Mesajı Okuyun
Old 09-10-2015, 10:25   #6
Yücel Kocabaş

 
Varsayılan 3.kişiler sebepsiz zenginleşmeden doğan tazminat davası açabilir

T.C.

YARGITAY

13. HUKUK DAİRESİ

E. 2000/7344

K. 2000/8356

T. 12.10.2000

• SEBEPSİZ ZENGİNLEŞME NEDENİYLE TAZMİNAT DAVASI ( Davacının Başkasının Arsası Üzerine Kötüniyetle Bina Yapıp Taşınmazın Başkasına Satılması )

• ASGARİ LEVAZIM DEĞERİ TALEP EDEBİLME ( Başkasının Arsası Üzerine Kötüniyetle Bina Yapan Kişinin Taşınmaz Başkasına Satılınca )

• TAZMİNAT TALEBİ ( Başkasının Arsası Üzerine Kötüniyetle Bina Yapan Kişinin Taşınmazın Başkasına Satılması Nedeniyle )

• HAKSIZ İNŞAAT ( Taşınmaz Arsa Sahibi Tarafından Başkasına Devredildiğinden Açtığı Tazminat Davasında Neleri Talep Edebileceği )

743/m.648,649/2

818/m.61

1086/m.76

ÖZET : Davacı, başkasına ait tapulu taşınmaza, kendi levazımı ile bina ve eklentilerini yapan kişidir ve kötüniyetlidir. Taşınmaz, üzerindeki bina ve eklentileriyle birlikte üçüncü kişiye satılmış ve davacıya taşınmazdan el çektirilmiştir.

Bu durumda davacı ancak, davalıların haksız zenginleşmeleri mevcut ise, bu zenginleşme miktarından fazla olmamak kaydıyla, taşınmazın üçüncü kişiye satış tarihi itibariyle hesaplanacak asgari levazım değerini, davalılardan tapudaki payları oranında isteyebilir. Davalıların, sebepsiz zenginleşmeleri bulunmadığı takdirde ise davanın reddi gerekir.

• Çıkarılan Bilgiler
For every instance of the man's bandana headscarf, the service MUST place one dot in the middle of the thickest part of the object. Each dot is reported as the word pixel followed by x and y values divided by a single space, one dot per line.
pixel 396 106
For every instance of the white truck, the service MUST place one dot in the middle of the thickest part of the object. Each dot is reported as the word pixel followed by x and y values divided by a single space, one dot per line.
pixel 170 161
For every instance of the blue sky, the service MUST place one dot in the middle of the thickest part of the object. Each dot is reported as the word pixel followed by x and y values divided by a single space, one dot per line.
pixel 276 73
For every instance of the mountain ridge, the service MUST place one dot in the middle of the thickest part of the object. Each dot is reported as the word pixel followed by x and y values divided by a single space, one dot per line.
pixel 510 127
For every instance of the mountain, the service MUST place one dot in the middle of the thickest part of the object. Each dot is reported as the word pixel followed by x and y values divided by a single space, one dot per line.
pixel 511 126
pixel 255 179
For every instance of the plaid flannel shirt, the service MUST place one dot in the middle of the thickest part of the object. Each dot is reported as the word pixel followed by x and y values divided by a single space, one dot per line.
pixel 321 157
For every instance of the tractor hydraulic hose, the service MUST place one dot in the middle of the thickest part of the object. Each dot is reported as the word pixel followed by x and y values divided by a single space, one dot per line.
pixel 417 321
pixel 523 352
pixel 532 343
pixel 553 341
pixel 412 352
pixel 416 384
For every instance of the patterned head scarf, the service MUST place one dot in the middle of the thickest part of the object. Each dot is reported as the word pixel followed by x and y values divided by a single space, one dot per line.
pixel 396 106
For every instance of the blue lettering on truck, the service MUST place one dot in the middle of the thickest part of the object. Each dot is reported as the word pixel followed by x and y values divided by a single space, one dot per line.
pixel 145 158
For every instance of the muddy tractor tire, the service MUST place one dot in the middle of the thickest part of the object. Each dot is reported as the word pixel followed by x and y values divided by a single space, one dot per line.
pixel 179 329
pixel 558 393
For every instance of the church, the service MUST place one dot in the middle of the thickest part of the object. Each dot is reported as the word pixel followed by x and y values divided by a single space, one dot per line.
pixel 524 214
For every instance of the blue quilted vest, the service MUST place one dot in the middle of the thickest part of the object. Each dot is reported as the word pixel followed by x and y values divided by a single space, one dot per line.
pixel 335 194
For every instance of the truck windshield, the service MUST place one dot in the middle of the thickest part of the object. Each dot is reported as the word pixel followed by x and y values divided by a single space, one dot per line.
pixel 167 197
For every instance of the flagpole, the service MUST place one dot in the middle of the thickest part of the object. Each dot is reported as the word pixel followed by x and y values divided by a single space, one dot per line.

• Yapılacak Görevler
• a. Aşağıdaki ifadelerin Yargıtay kararıyla uyuşup uyuşmadığını belirtin. Her ifadeye evet ya da hayır diye yanıt verin ve kararın belirleyici sözlerini aynen alıntılayın.
(i) Davacı kötüniyetli olarak nitelendirilmiştir.
(ii) Taşınmaz, üzerindeki bina ve eklentiler olmadan üçüncü kişiye satılmıştır.
(iii) Davalıların sebepsiz zenginleşmesi yoksa dava reddedilmelidir.
• b. Yargıtay kararında "T. 12.10.2000" ile "Başkasına Satılınca )" arasındaki bölümü, bu iki ifade de dahil olmak üzere kelimesi kelimesine yazıya geçirin.

• Yazılı Yanıtlar
• a.
(i) Evet: "Davacı, başkasına ait tapulu taşınmaza, kendi levazımı ile bina ve eklentilerini yapan kişidir ve kötüniyetlidir."
(ii) Hayır: "Taşınmaz, üzerindeki bina ve eklentileriyle birlikte üçüncü kişiye satılmış"
(iii) Evet: "Davalıların, sebepsiz zenginleşmeleri bulunmadığı takdirde ise davanın reddi gerekir."

• b.
T. 12.10.2000

• SEBEPSİZ ZENGİNLEŞME NEDENİYLE TAZMİNAT DAVASI ( Davacının Başkasının Arsası Üzerine Kötüniyetle Bina Yapıp Taşınmazın Başkasına Satılması )

• ASGARİ LEVAZIM DEĞERİ TALEP EDEBİLME ( Başkasının Arsası Üzerine Kötüniyetle Bina Yapan Kişinin Taşınmaz Başkasına Satılınca )